● **REQUEST**
Rewrite the lines below, replacing "locate every instance" with "mark each instance" wherever it occurs and leaving all other text unchanged.

──────── MATERIAL FOR THIS TASK ────────

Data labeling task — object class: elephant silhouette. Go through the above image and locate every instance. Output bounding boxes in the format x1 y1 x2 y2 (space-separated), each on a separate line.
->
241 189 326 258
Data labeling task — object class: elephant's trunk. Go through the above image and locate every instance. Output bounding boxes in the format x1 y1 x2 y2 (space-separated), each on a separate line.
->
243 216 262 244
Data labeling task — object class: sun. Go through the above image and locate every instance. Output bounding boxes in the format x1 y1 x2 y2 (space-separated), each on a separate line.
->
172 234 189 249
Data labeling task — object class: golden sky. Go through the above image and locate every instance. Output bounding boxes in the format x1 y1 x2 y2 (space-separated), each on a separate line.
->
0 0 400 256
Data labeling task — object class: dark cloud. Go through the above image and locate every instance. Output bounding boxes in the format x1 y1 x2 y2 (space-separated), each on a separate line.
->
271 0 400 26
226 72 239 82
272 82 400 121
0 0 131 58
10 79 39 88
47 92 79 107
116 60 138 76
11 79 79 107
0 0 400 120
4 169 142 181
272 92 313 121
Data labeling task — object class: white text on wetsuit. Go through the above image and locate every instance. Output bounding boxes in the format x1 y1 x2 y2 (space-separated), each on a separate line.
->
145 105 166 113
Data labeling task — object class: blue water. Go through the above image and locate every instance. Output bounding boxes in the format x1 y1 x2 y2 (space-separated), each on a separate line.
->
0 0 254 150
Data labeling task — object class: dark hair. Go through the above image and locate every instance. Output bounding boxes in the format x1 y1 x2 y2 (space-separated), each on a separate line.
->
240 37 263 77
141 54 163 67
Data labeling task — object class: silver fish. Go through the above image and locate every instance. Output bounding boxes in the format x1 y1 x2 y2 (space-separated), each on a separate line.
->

────────

● **EXERCISE RESPONSE**
Data labeling task — object class: elephant silhouette. Go through the above image and mark each instance. Output bounding boxes in the format x1 y1 x2 y2 (space-separated), each on a separate line.
->
241 189 326 258
Data labeling task — object class: elephant's trunk. Go through the above image and mark each instance. Output bounding boxes in the format x1 y1 x2 y2 (space-separated), each on a separate line.
->
243 216 262 244
Data labeling task — object class: sun. Go through the above image and mark each instance. Output bounding boxes in the format x1 y1 x2 y2 (space-separated), each on a separate line.
->
172 234 189 249
Data labeling task — object class: golden sky. Go through the above image and mark each instance. Output bounding boxes in the format x1 y1 x2 y2 (space-separated), each on a separate line.
->
0 0 400 256
Data labeling task — object class: dark cloud. Go through the above image and mark each instance. Output bounding boxes in the format x1 y1 x2 y2 (space-separated), each on a separate line.
->
271 0 400 26
226 72 239 82
272 82 400 121
0 0 131 58
10 79 39 88
47 92 79 107
116 60 138 76
11 79 79 107
0 0 400 120
4 169 142 181
272 92 313 121
Data labeling task — object class: white text on wetsuit. Go through the above image and mark each instance. Output bounding boxes in the format x1 y1 x2 y2 (space-separated), each on a separate line.
->
145 105 166 113
Data labeling task — object class: blue water. Go through the above image and mark each instance. Output bounding boxes in the format x1 y1 x2 y2 (space-separated), each on a separate line.
->
0 0 254 150
Data labeling task — object class: dark hair. Go through the above image and mark each instance. Output bounding boxes in the format x1 y1 x2 y2 (space-separated), each on a separate line.
->
240 37 263 77
141 54 163 67
Data labeling task — object class: silver fish. Go through the above image and mark each instance. Output bounding boxes in the format x1 y1 x2 y2 (space-separated), each on a separate line.
->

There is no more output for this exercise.